EXERCISE: Rescale the entries below by copying out every line except the pictures. Multiply each bounding-box coordinate by 1.25 and round to whole numbers, with halves rounded up.

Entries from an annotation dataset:
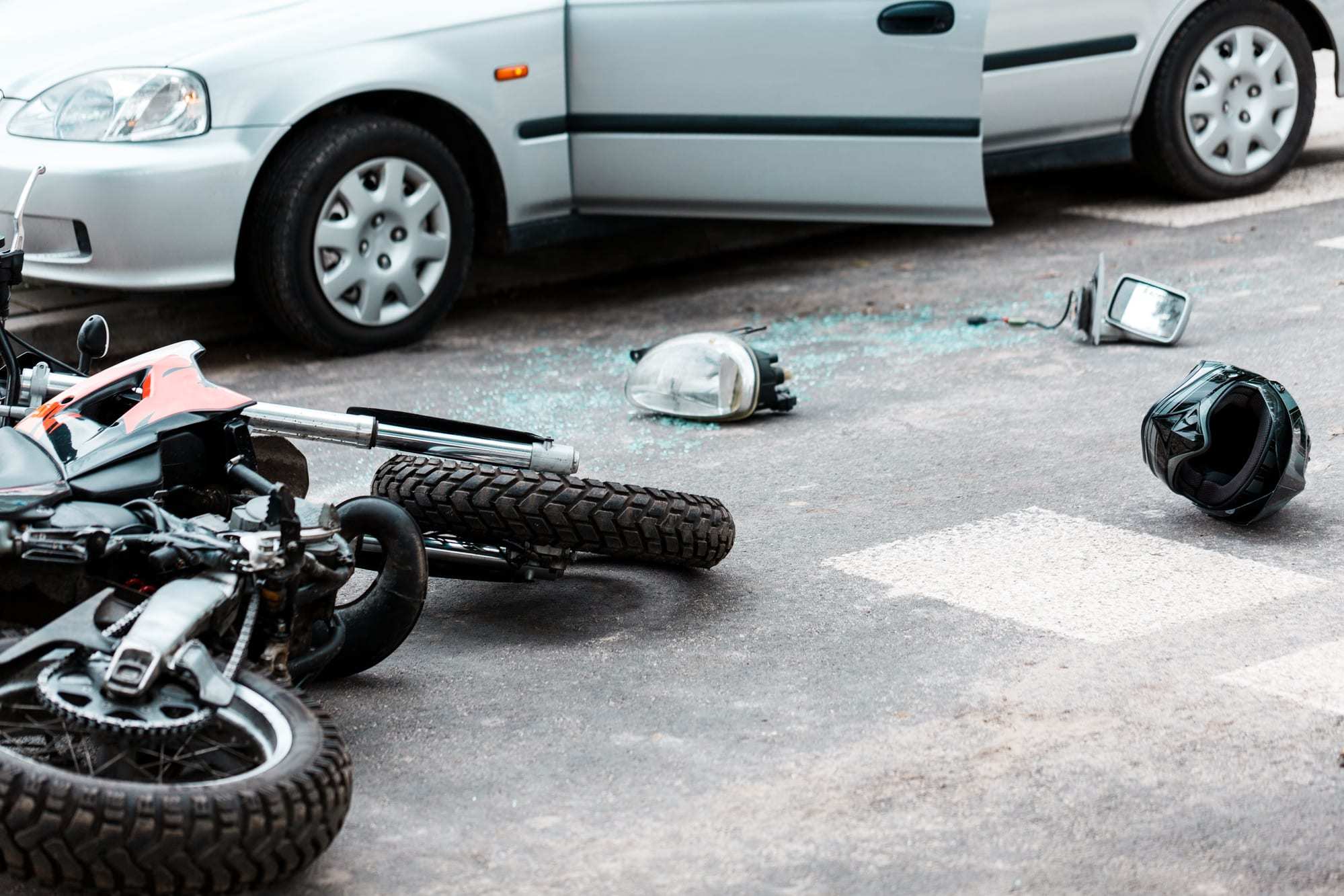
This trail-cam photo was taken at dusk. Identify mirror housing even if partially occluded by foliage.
[1074,255,1191,345]
[75,315,112,376]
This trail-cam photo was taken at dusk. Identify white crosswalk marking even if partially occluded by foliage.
[826,507,1329,643]
[1218,641,1344,713]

TASK SOLUTION:
This trail-cam photo was taken at dusk. Identify mirror housing even if partially occluded by foliage.
[1343,319,1489,431]
[94,394,140,470]
This trail-cam photo was taken at dusk. Identify white crosswalk marking even if partially occluded by foliage.
[1033,634,1661,804]
[1523,801,1680,891]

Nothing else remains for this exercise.